> [Exercise instructions]: Reproduce verbatim the passage of the KVM Xen commit page below, starting with "There is only actual" and going on through "an invalid cache.".

]> www.infradead.org Git - users/dwmw2/linux.git/commitdiff
KVM: x86/xen: avoid blocking in hardirq context in kvm_xen_set_evtchn_fast() xen
authorDavid Woodhouse <dwmw@amazon.co.uk>
Thu, 7 Mar 2024 16:43:51 +0000 (16:43 +0000)
committerDavid Woodhouse <dwmw@amazon.co.uk>
Fri, 8 Mar 2024 18:09:22 +0000 (18:09 +0000)
As described in [1] compiling with CONFIG_PROVE_RAW_LOCK_NESTING shows that
kvm_xen_set_evtchn_fast() is blocking on pfncache locks in IRQ context.
There is only actually blocking with PREEMPT_RT because the locks will
turned into mutexes. There is no 'raw' version of rwlock_t that can be used
to avoid that, so use read_trylock() and treat failure to lock the same as
an invalid cache.

> [Given records]:
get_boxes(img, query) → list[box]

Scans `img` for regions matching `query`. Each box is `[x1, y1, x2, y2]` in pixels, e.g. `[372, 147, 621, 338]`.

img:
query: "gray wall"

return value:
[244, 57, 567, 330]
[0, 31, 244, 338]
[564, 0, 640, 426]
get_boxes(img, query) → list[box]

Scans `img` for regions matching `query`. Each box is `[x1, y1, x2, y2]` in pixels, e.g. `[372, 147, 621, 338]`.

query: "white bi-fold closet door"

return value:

> [Solution for this task]:
There is only actually blocking with PREEMPT_RT because the locks will
turned into mutexes. There is no 'raw' version of rwlock_t that can be used
to avoid that, so use read_trylock() and treat failure to lock the same as
an invalid cache.